(SOURCE MATERIAL Opens)
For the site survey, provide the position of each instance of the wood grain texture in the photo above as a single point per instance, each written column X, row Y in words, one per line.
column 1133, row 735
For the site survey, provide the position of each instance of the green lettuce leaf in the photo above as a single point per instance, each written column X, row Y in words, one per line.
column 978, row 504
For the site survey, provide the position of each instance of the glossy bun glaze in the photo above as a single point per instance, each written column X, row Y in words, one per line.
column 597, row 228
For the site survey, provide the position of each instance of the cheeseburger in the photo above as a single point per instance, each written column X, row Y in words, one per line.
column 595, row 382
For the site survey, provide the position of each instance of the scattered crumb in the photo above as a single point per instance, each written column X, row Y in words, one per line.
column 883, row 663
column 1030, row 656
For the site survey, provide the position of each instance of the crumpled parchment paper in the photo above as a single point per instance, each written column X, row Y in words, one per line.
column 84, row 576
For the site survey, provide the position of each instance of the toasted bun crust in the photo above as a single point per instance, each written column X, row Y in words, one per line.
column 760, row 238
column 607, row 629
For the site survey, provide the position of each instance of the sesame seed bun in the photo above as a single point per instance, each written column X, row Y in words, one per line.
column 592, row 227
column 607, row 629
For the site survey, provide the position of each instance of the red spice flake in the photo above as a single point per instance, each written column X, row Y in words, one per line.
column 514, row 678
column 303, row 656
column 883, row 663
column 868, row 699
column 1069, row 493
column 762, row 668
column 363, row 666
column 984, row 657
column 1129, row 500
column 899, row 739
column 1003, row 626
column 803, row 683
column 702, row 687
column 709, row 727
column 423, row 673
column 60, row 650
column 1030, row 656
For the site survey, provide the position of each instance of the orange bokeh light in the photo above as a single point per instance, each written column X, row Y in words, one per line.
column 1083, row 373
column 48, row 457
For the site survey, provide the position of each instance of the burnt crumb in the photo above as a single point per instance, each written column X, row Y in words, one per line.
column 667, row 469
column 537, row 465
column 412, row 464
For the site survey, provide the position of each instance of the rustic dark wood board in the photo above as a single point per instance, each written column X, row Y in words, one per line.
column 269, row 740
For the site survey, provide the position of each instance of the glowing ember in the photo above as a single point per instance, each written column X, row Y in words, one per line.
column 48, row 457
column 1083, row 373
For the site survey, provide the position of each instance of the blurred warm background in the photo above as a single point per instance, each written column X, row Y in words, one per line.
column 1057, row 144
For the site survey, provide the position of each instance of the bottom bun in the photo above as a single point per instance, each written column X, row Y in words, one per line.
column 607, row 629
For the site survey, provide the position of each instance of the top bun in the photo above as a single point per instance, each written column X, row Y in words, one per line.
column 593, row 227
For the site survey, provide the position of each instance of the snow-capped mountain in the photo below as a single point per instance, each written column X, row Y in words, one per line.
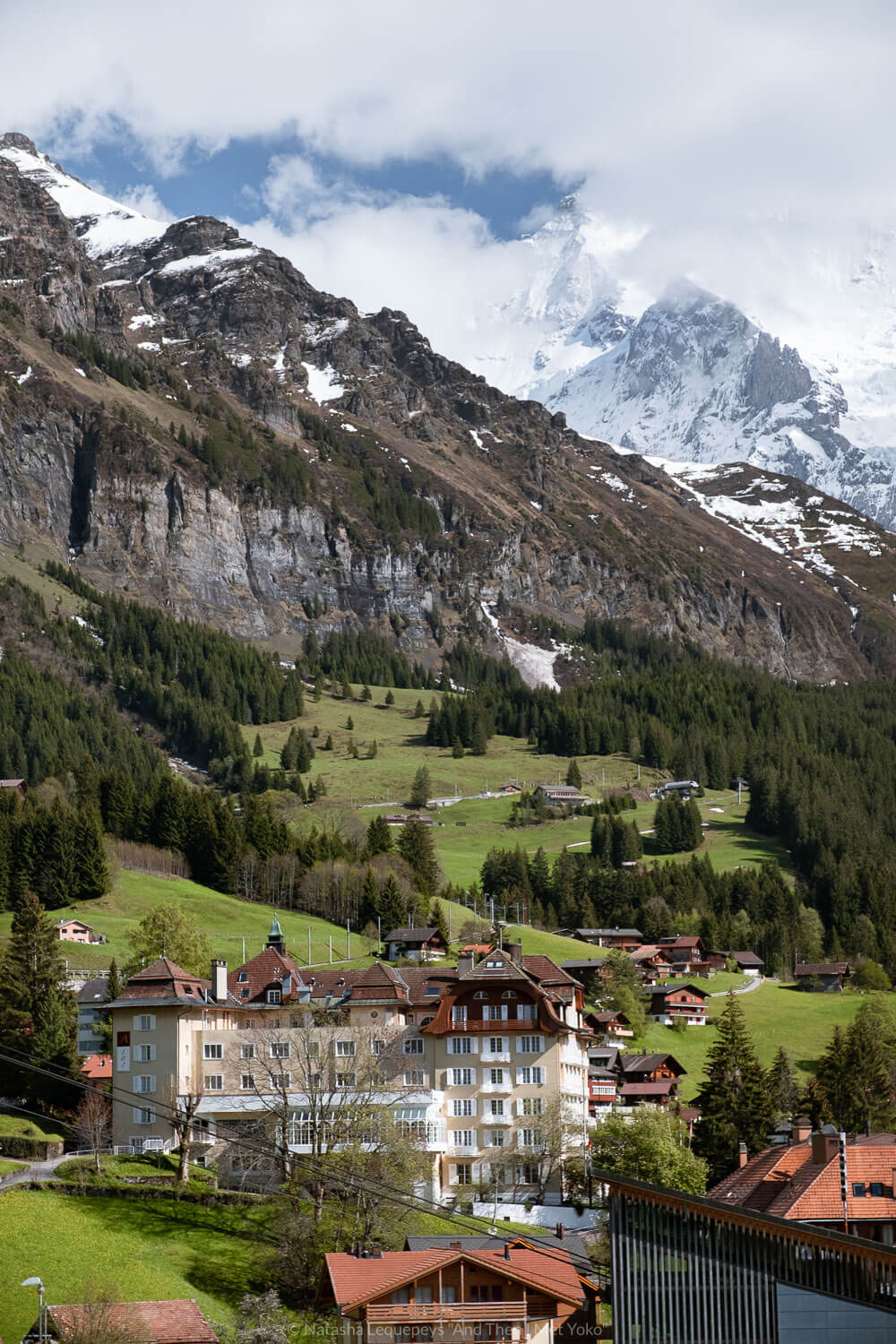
column 689, row 376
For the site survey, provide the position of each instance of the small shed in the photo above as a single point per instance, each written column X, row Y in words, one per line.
column 414, row 943
column 821, row 976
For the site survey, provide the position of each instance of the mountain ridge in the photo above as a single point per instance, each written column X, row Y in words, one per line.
column 187, row 414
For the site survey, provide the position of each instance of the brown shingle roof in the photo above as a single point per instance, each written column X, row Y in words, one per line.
column 788, row 1183
column 177, row 1322
column 358, row 1281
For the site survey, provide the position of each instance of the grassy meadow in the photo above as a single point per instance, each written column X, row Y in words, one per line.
column 775, row 1015
column 225, row 919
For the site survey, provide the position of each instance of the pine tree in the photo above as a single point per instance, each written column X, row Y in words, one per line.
column 782, row 1086
column 421, row 788
column 440, row 919
column 734, row 1101
column 37, row 1015
column 417, row 849
column 90, row 863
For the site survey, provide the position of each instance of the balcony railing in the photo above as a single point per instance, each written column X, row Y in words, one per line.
column 402, row 1314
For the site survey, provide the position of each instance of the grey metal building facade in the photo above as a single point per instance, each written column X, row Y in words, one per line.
column 691, row 1271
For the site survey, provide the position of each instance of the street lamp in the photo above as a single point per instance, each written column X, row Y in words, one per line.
column 38, row 1284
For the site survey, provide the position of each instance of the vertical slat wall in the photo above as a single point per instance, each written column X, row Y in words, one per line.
column 683, row 1277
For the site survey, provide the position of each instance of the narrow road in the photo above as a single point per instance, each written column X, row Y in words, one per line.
column 747, row 989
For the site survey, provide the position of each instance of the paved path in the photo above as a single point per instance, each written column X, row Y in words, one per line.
column 747, row 989
column 35, row 1171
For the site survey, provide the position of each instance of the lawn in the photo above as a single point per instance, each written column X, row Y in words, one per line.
column 144, row 1250
column 136, row 1249
column 777, row 1015
column 161, row 1169
column 226, row 921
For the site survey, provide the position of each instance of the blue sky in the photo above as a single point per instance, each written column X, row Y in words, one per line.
column 228, row 182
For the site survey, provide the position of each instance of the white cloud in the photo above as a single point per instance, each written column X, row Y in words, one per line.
column 667, row 110
column 144, row 198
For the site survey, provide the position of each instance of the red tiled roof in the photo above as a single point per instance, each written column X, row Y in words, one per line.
column 177, row 1322
column 659, row 1089
column 97, row 1067
column 358, row 1281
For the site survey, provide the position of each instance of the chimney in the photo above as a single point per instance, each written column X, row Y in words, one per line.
column 220, row 981
column 823, row 1147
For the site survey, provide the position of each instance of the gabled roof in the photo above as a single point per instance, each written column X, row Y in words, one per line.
column 177, row 1322
column 163, row 981
column 93, row 992
column 786, row 1182
column 646, row 1064
column 357, row 1281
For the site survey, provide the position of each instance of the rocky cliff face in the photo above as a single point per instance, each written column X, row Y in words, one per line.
column 183, row 416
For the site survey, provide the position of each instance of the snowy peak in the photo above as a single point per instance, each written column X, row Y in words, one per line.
column 105, row 226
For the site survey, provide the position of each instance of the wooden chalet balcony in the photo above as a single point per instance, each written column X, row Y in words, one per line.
column 402, row 1314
(SOURCE MATERIAL Closes)
Starting at the line that contains "of the chimney", copy every line down to the last line of the records above, exactly as written.

## PROBLEM SOLUTION
For the site survey, provide the position of each instance of the chimney in the photo above as a single point per instance, each written column X, row Y in words, one per line.
column 220, row 981
column 823, row 1147
For the site survey, provide the position of each instance of the gabled roof in the photo above as a single point per instance, each written column X, row Y in words, one per line.
column 177, row 1322
column 163, row 981
column 93, row 992
column 786, row 1182
column 646, row 1064
column 357, row 1281
For the site survey, provide the position of each instance of the rocky cliff face in the photo above as a single point per instance, each written column X, row Y in words, one per line.
column 183, row 416
For the site survey, provide the position of each instance of the snowy peak in the photo above as a single point per instance, each written column X, row Y in words, one per line.
column 105, row 226
For the site survey, provide the position of each instance of the wooden chalet balcony in the photo above as a single point per instance, each written column X, row Y in words, one per line.
column 402, row 1314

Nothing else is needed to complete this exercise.